:: Prompt a ::
According to the gitpuller project description below, what file permissions are given to the SSH deploy key when it is written to ~/.ssh?

:: Passage shown ::
* Begin *

Skip to main content

A lightweight utility to git pull a repository using SSH deploy keys stored in environment variables

Project description

gitpuller

A lightweight utility to keep a git repository in sync with its remote, designed to run inside Mage AI pipelines as an auto-pull step. It authenticates with an SSH deploy key stored in an environment variable, forces the local checkout to match the remote branch (even if someone manually edited files on the runner), and sends a de-duplicated Slack alert if anything goes wrong.


Why this exists

Mage runners are long-lived boxes. If anyone manually edits a tracked file, adds a stray file, or commits locally, a plain git pull fails with an opaque error like:

Command '['git', '-c', 'core.sshCommand=...', 'pull', 'git@github.com:...', 'master']'
returned non-zero exit status 1.

gitpuller solves three problems at once:

  1. Clear errors — surfaces the actual git output, not the wrapper message.
  2. Self-healing sync — discards local drift so the pull can't be blocked.
  3. Alerting without spam — pings Slack on failure, but suppresses repeats of the same error within a configurable window.

Installation

pip install salla_gitpuller

Dependency: requests (installed automatically). Optional: mage-ai — only needed if you want alert-suppression state to persist across pipeline runs (see State management).


Quick start

from gitpuller import GitPullExecutor

executor = GitPullExecutor(
    slack_webhook_url="https://hooks.slack.com/services/XXX",  # or set CDM_SLACK_WEBHOOK_URL
    use_mage_ai=True,                                          # persist alert state via Mage
)

result = executor.execute_with_alerting(
    repo_path="/home/src/my-repo",
    git_url="git@github.com:my-org/my-repo.git",
    workspace_name="myworkspace",   # reads the private key from {workspace_name}_SSHKEY
    # branch omitted -> defaults to "master"
)

print(result["git_pull_status"])     # "success"
print(result["discarded_changes"])   # what local drift (if any) was wiped

On failure, execute_with_alerting sends a Slack alert (subject to suppression) and then re-raises, so the Mage pipeline still fails loudly.


How it works

execute_git_pull does not run git pull. Instead it forces the local repo to exactly match the remote, which is robust against manual edits and divergent history (local commits / rewritten history) that a stash-based approach can't handle:

  1. Prepare the SSH key — the private deploy key is read from an env var, normalized (strips wrapping quotes, converts literal \n to real newlines, ensures a trailing newline), and written to ~/.ssh with strict 0600 permissions. It is injected per-command via git -c core.sshCommand="ssh -i <key> -o IdentitiesOnly=yes -o StrictHostKeyChecking=accept-new".
  2. git fetch <url> <branch>FETCH_HEAD now points at the remote tip.
  3. Snapshot + log local drift — before anything is discarded, it records:
    • working tree changes — uncommitted edits and untracked files (git status --porcelain),
    • local-only commits — commits on the runner but not the remote (FETCH_HEAD..HEAD), and prints them to the pipeline log so you have a record of what was wiped.

* End *

:: Data for the task ::

* Begin *

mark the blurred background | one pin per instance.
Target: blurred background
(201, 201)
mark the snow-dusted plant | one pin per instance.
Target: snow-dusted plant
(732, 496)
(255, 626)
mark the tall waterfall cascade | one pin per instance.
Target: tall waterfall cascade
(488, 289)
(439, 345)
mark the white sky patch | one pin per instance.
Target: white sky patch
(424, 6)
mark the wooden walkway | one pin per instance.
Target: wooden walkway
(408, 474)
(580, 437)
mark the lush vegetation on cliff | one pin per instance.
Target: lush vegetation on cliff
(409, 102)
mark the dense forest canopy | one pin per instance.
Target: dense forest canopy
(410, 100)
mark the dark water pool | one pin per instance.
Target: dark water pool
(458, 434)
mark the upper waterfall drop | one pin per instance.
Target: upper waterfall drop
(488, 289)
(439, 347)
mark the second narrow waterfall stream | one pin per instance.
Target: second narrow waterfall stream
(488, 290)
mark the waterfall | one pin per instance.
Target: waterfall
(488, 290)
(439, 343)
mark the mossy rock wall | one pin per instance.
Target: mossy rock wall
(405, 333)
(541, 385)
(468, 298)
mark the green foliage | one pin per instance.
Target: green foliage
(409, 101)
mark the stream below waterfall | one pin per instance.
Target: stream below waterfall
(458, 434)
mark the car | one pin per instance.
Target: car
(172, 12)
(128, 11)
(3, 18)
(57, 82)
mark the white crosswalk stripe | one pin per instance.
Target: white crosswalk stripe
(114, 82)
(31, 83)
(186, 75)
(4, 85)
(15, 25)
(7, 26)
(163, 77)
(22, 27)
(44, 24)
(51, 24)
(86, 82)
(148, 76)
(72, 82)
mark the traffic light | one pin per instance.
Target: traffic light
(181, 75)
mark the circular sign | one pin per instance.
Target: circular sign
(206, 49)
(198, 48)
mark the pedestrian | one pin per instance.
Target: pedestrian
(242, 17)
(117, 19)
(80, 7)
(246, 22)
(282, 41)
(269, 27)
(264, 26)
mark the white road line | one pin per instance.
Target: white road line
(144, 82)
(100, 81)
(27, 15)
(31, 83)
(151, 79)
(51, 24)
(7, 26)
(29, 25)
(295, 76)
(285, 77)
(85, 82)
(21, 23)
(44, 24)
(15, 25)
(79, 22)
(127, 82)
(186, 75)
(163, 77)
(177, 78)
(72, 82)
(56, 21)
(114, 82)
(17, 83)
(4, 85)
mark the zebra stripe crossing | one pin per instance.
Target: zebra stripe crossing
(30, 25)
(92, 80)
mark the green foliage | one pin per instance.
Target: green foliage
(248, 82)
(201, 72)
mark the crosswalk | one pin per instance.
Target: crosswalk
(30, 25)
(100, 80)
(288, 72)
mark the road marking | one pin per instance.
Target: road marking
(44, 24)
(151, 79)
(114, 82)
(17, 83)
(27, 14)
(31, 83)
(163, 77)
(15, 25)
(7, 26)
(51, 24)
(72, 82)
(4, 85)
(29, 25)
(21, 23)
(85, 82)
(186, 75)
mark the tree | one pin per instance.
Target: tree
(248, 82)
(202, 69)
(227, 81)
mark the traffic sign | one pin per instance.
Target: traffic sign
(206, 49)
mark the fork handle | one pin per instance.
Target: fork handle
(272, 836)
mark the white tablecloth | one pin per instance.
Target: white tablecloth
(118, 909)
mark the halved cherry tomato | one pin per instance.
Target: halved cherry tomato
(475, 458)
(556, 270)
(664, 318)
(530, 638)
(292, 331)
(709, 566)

* End *

:: Prompt b ::
Select every line of the records above that contains the word "wooden".

:: Worked answer a ::
Strict 0600 permissions.

:: Worked answer b ::
mark the wooden walkway | one pin per instance.
Target: wooden walkway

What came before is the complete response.